# Task requirements
Write out the records beneath this line exactly as they appear, minus any images.

[Start Task material]

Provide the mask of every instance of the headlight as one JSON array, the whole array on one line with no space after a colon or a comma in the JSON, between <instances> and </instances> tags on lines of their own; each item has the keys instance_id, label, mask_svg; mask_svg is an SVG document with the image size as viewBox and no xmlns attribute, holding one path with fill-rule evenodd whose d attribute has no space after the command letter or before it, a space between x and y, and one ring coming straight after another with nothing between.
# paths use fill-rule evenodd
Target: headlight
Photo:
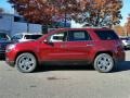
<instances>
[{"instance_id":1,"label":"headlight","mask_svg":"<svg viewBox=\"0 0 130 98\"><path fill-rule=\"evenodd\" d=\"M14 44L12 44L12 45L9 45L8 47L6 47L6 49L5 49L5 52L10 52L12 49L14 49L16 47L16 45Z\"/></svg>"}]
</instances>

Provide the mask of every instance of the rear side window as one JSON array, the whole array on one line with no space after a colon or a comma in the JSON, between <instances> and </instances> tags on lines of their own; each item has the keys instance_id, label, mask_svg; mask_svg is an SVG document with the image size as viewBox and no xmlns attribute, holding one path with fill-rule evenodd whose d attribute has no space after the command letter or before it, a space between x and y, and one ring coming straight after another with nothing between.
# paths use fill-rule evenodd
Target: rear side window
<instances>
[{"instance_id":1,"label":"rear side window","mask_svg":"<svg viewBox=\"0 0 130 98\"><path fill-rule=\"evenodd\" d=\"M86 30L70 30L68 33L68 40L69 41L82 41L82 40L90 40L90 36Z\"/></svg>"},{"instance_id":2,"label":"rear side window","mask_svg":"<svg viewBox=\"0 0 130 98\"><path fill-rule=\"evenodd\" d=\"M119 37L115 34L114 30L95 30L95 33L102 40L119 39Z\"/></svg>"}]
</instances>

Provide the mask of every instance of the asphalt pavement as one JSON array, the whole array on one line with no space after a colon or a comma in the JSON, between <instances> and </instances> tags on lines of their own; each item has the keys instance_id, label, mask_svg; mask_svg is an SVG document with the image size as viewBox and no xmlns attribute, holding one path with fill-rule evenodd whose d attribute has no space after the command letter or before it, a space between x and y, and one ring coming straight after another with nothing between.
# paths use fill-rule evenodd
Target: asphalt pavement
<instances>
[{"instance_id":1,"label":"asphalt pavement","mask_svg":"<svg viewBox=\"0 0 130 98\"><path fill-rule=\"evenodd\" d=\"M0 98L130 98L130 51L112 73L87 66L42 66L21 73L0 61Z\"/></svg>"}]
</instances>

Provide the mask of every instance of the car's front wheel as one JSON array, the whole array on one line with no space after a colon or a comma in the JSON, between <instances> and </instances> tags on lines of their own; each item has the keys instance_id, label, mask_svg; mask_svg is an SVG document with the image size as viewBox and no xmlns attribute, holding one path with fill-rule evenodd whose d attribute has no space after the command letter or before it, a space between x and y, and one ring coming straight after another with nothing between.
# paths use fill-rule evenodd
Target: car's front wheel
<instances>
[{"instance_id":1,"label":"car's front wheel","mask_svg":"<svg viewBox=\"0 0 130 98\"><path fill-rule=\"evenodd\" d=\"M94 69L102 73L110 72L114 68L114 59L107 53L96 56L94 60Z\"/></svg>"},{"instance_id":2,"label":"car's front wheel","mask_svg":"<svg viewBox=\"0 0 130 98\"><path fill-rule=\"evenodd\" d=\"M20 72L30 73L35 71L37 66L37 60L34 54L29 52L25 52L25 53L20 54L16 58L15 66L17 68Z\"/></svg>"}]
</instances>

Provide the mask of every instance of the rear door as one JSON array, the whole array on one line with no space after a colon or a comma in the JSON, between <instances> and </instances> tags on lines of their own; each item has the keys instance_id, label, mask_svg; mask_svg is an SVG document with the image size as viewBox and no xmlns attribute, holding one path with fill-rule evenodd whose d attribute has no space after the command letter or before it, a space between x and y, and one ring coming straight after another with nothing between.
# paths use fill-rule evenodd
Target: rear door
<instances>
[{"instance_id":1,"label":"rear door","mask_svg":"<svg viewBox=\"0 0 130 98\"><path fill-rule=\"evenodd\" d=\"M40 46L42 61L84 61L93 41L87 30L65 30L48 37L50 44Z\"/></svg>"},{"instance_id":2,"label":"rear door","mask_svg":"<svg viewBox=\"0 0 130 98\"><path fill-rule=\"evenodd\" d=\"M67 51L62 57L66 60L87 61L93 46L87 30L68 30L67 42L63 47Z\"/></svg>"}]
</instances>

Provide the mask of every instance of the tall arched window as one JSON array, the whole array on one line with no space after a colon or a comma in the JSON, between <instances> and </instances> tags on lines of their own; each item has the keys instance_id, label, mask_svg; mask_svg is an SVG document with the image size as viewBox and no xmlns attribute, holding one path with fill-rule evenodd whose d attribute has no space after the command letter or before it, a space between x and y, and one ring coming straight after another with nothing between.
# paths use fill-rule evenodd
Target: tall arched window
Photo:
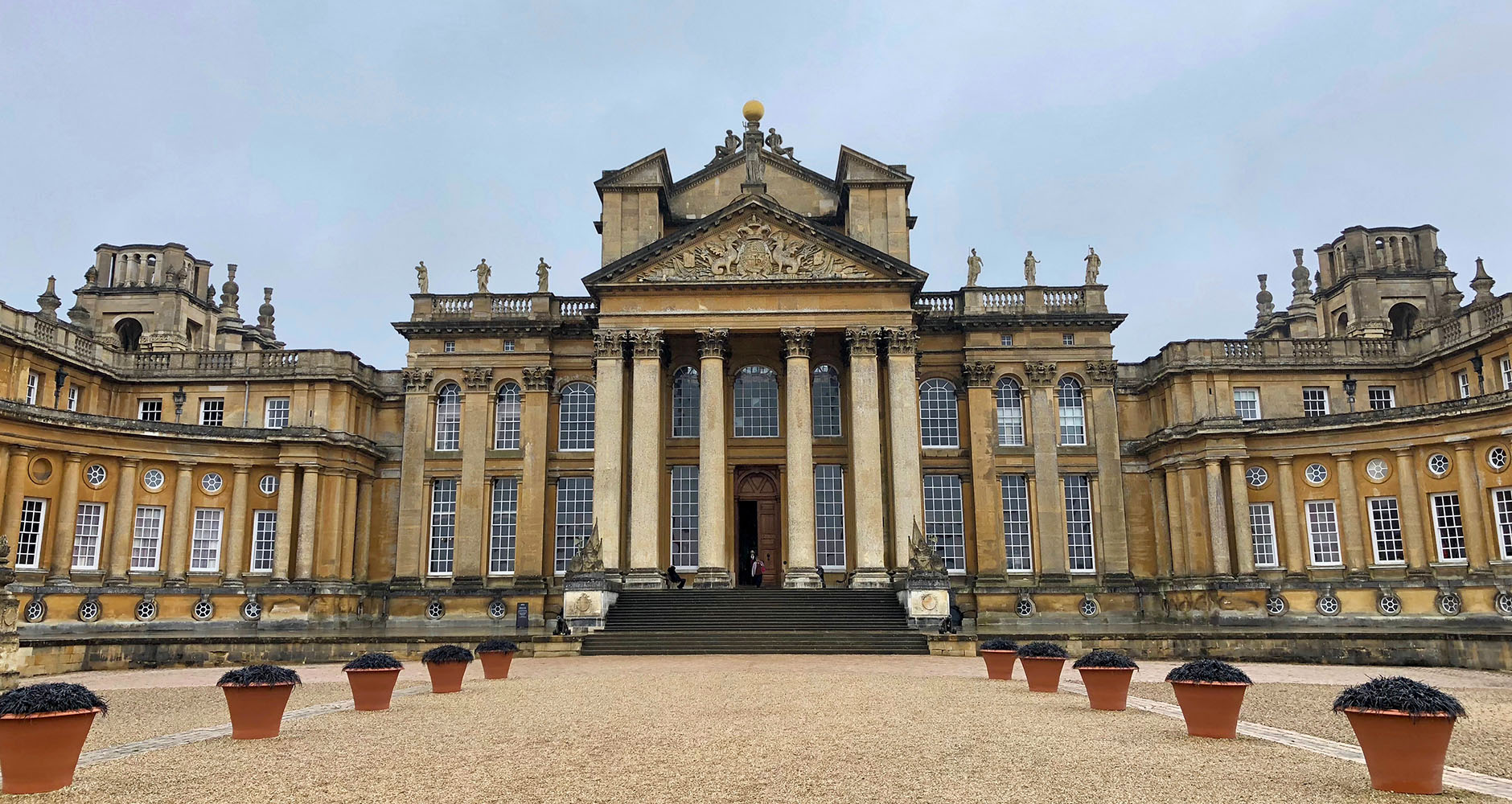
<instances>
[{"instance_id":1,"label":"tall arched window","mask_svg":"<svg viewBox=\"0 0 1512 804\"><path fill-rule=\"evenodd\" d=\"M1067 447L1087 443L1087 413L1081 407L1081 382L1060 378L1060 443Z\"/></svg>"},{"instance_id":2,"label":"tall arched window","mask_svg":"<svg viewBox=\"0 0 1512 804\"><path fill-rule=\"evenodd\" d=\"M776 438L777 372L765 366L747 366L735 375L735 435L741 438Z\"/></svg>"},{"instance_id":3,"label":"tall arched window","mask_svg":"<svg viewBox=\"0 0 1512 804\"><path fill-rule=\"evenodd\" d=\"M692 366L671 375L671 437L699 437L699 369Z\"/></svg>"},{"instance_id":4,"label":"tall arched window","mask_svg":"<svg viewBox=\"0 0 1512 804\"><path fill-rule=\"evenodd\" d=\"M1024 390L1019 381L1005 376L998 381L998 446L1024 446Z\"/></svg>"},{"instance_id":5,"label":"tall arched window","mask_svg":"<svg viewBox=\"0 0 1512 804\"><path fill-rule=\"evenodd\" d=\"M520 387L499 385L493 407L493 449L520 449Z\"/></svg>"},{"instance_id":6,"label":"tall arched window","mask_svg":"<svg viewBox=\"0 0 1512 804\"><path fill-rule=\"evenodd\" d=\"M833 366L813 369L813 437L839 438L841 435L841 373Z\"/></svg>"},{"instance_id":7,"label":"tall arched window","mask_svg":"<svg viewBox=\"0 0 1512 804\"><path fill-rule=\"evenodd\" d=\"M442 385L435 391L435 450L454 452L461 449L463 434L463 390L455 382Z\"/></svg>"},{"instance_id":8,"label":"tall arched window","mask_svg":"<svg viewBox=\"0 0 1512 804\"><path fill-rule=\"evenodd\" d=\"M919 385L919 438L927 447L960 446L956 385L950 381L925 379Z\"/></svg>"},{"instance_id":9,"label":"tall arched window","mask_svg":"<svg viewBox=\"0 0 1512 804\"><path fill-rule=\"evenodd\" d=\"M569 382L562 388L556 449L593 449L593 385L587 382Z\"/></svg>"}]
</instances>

[End Task material]

# Complete response
Provide the mask of every instance of the headlight as one JSON array, the whole array on one line with no space after a colon or a comma in the JSON, between <instances> and </instances> tags on lines of their own; each item has the keys instance_id, label, mask_svg; mask_svg is an SVG document with the image size as viewBox and no xmlns attribute, holding one path with fill-rule evenodd whose d attribute has no space after the command letter or before it, a space between x and y, and one ring coming straight after another with nothing between.
# paths use fill-rule evenodd
Target: headlight
Photo:
<instances>
[{"instance_id":1,"label":"headlight","mask_svg":"<svg viewBox=\"0 0 130 98\"><path fill-rule=\"evenodd\" d=\"M14 44L12 44L12 45L9 45L8 47L6 47L6 49L5 49L5 52L10 52L12 49L14 49L16 47L16 45Z\"/></svg>"}]
</instances>

Provide the mask of every instance of the rear side window as one JSON array, the whole array on one line with no space after a colon or a comma in the JSON, between <instances> and </instances> tags on lines of their own; each item has the keys instance_id, label, mask_svg; mask_svg is an SVG document with the image size as viewBox and no xmlns attribute, holding one path with fill-rule evenodd whose d attribute has no space after the command letter or before it, a space between x and y, and one ring coming straight after another with nothing between.
# paths use fill-rule evenodd
Target: rear side window
<instances>
[{"instance_id":1,"label":"rear side window","mask_svg":"<svg viewBox=\"0 0 130 98\"><path fill-rule=\"evenodd\" d=\"M86 30L70 30L68 33L68 40L69 41L82 41L82 40L90 40L90 36Z\"/></svg>"},{"instance_id":2,"label":"rear side window","mask_svg":"<svg viewBox=\"0 0 130 98\"><path fill-rule=\"evenodd\" d=\"M119 37L115 34L114 30L95 30L95 33L102 40L119 39Z\"/></svg>"}]
</instances>

Provide the mask of every instance of the asphalt pavement as one JSON array, the whole array on one line with no space after a colon or a comma in the JSON, between <instances> and </instances> tags on lines of their own; each item has the keys instance_id, label, mask_svg; mask_svg is an SVG document with the image size as viewBox and no xmlns attribute, holding one path with fill-rule evenodd whose d attribute has no space after the command letter or before it, a space between x and y, and one ring coming straight after another with nothing between.
# paths use fill-rule evenodd
Target: asphalt pavement
<instances>
[{"instance_id":1,"label":"asphalt pavement","mask_svg":"<svg viewBox=\"0 0 130 98\"><path fill-rule=\"evenodd\" d=\"M0 98L130 98L130 51L112 73L87 66L42 66L21 73L0 61Z\"/></svg>"}]
</instances>

Provide the mask of every instance of the car's front wheel as one JSON array, the whole array on one line with no space after a colon or a comma in the JSON, between <instances> and </instances> tags on lines of their own; each item has the keys instance_id, label, mask_svg; mask_svg is an SVG document with the image size as viewBox and no xmlns attribute, holding one path with fill-rule evenodd whose d attribute has no space after the command letter or before it, a space between x and y, and one ring coming straight after another with nothing between.
# paths use fill-rule evenodd
Target: car's front wheel
<instances>
[{"instance_id":1,"label":"car's front wheel","mask_svg":"<svg viewBox=\"0 0 130 98\"><path fill-rule=\"evenodd\" d=\"M94 69L102 73L110 72L114 68L114 59L107 53L96 56L94 60Z\"/></svg>"},{"instance_id":2,"label":"car's front wheel","mask_svg":"<svg viewBox=\"0 0 130 98\"><path fill-rule=\"evenodd\" d=\"M20 72L30 73L35 71L37 66L37 60L34 54L29 52L25 52L25 53L20 54L16 58L15 66L17 68Z\"/></svg>"}]
</instances>

Provide the mask of every instance of the rear door as one JSON array, the whole array on one line with no space after a colon or a comma in the JSON, between <instances> and </instances> tags on lines of their own; each item has the keys instance_id, label, mask_svg; mask_svg is an SVG document with the image size as viewBox and no xmlns attribute, holding one path with fill-rule evenodd whose d attribute has no space after the command letter or before it, a space between x and y, and one ring coming straight after another with nothing between.
# paths use fill-rule evenodd
Target: rear door
<instances>
[{"instance_id":1,"label":"rear door","mask_svg":"<svg viewBox=\"0 0 130 98\"><path fill-rule=\"evenodd\" d=\"M40 46L42 61L84 61L93 41L87 30L65 30L48 37L50 44Z\"/></svg>"},{"instance_id":2,"label":"rear door","mask_svg":"<svg viewBox=\"0 0 130 98\"><path fill-rule=\"evenodd\" d=\"M67 51L62 57L66 60L87 61L93 46L87 30L68 30L67 42L63 47Z\"/></svg>"}]
</instances>

Provide the mask of every instance of the tall arched window as one JSON array, the whole array on one line with no space after a colon or a comma in the JSON, between <instances> and </instances> tags on lines of their own; each item has the keys instance_id, label, mask_svg; mask_svg is an SVG document with the image size as viewBox and no xmlns attribute, holding one path with fill-rule evenodd whose d attribute has no space after the command letter or before it, a space between x and y, and one ring coming straight after another with nothing between.
# paths use fill-rule evenodd
Target: tall arched window
Photo:
<instances>
[{"instance_id":1,"label":"tall arched window","mask_svg":"<svg viewBox=\"0 0 1512 804\"><path fill-rule=\"evenodd\" d=\"M1067 447L1087 443L1087 413L1081 407L1081 382L1060 378L1060 443Z\"/></svg>"},{"instance_id":2,"label":"tall arched window","mask_svg":"<svg viewBox=\"0 0 1512 804\"><path fill-rule=\"evenodd\" d=\"M776 438L777 372L765 366L747 366L735 375L735 435L741 438Z\"/></svg>"},{"instance_id":3,"label":"tall arched window","mask_svg":"<svg viewBox=\"0 0 1512 804\"><path fill-rule=\"evenodd\" d=\"M692 366L671 375L671 437L699 437L699 369Z\"/></svg>"},{"instance_id":4,"label":"tall arched window","mask_svg":"<svg viewBox=\"0 0 1512 804\"><path fill-rule=\"evenodd\" d=\"M1024 390L1019 381L1005 376L998 381L998 446L1024 446Z\"/></svg>"},{"instance_id":5,"label":"tall arched window","mask_svg":"<svg viewBox=\"0 0 1512 804\"><path fill-rule=\"evenodd\" d=\"M520 387L499 385L493 407L493 449L520 449Z\"/></svg>"},{"instance_id":6,"label":"tall arched window","mask_svg":"<svg viewBox=\"0 0 1512 804\"><path fill-rule=\"evenodd\" d=\"M833 366L813 369L813 437L839 438L841 435L841 373Z\"/></svg>"},{"instance_id":7,"label":"tall arched window","mask_svg":"<svg viewBox=\"0 0 1512 804\"><path fill-rule=\"evenodd\" d=\"M442 385L435 391L435 450L454 452L461 449L463 434L463 390L455 382Z\"/></svg>"},{"instance_id":8,"label":"tall arched window","mask_svg":"<svg viewBox=\"0 0 1512 804\"><path fill-rule=\"evenodd\" d=\"M919 385L919 438L927 447L960 446L956 385L950 381L925 379Z\"/></svg>"},{"instance_id":9,"label":"tall arched window","mask_svg":"<svg viewBox=\"0 0 1512 804\"><path fill-rule=\"evenodd\" d=\"M569 382L562 388L556 449L593 449L593 385L587 382Z\"/></svg>"}]
</instances>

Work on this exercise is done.